— Instructions to follow —
Return every record verbatim.

====== Record excerpts

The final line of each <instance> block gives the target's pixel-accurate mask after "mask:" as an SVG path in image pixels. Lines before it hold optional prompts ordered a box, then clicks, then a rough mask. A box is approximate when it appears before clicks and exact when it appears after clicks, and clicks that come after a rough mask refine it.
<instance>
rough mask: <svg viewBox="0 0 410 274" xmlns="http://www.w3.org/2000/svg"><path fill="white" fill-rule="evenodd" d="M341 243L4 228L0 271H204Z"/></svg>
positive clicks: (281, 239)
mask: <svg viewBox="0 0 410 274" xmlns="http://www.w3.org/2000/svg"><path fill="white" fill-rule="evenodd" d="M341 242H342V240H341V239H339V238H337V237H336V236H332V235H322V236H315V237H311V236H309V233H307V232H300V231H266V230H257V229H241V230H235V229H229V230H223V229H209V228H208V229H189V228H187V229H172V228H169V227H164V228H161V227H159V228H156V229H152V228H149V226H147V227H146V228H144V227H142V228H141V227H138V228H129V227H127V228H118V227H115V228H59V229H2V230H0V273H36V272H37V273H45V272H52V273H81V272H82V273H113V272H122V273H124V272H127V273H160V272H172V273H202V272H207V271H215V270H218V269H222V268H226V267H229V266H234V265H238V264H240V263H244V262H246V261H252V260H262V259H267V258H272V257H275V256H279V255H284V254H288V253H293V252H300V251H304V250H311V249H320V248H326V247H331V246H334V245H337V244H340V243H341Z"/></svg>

============

— Your response —
The final line of each <instance> block gives the target's pixel-accurate mask after "mask:" as an SVG path in image pixels. Lines before it hold optional prompts ordered a box, then clicks, then a rough mask. A box is approximate when it appears before clicks and exact when it appears after clicks, and clicks that come after a rough mask refine it.
<instance>
rough mask: <svg viewBox="0 0 410 274" xmlns="http://www.w3.org/2000/svg"><path fill="white" fill-rule="evenodd" d="M341 243L4 228L0 271H204Z"/></svg>
positive clicks: (281, 239)
mask: <svg viewBox="0 0 410 274" xmlns="http://www.w3.org/2000/svg"><path fill="white" fill-rule="evenodd" d="M341 242H342V240H341V239H339V238H337V237H336V236H332V235H322V236H315V237H311V236H309V233H307V232H300V231H266V230H257V229H241V230H235V229H229V230H223V229H209V228H208V229H189V228H187V229H172V228H169V227H164V228H161V227H159V228H156V229H152V228H149V226H147V227H146V228H144V227H142V228H141V227H138V228H129V227H127V228H118V227H115V228H59V229H2V230H0V273H36V272H37V273H45V272H52V273H81V272H82V273H113V272H122V273H124V272H127V273H160V272H172V273H202V272H207V271H215V270H218V269H222V268H226V267H229V266H234V265H238V264H240V263H244V262H246V261H252V260H262V259H267V258H272V257H275V256H279V255H284V254H288V253H293V252H300V251H304V250H311V249H320V248H326V247H331V246H334V245H337V244H340V243H341Z"/></svg>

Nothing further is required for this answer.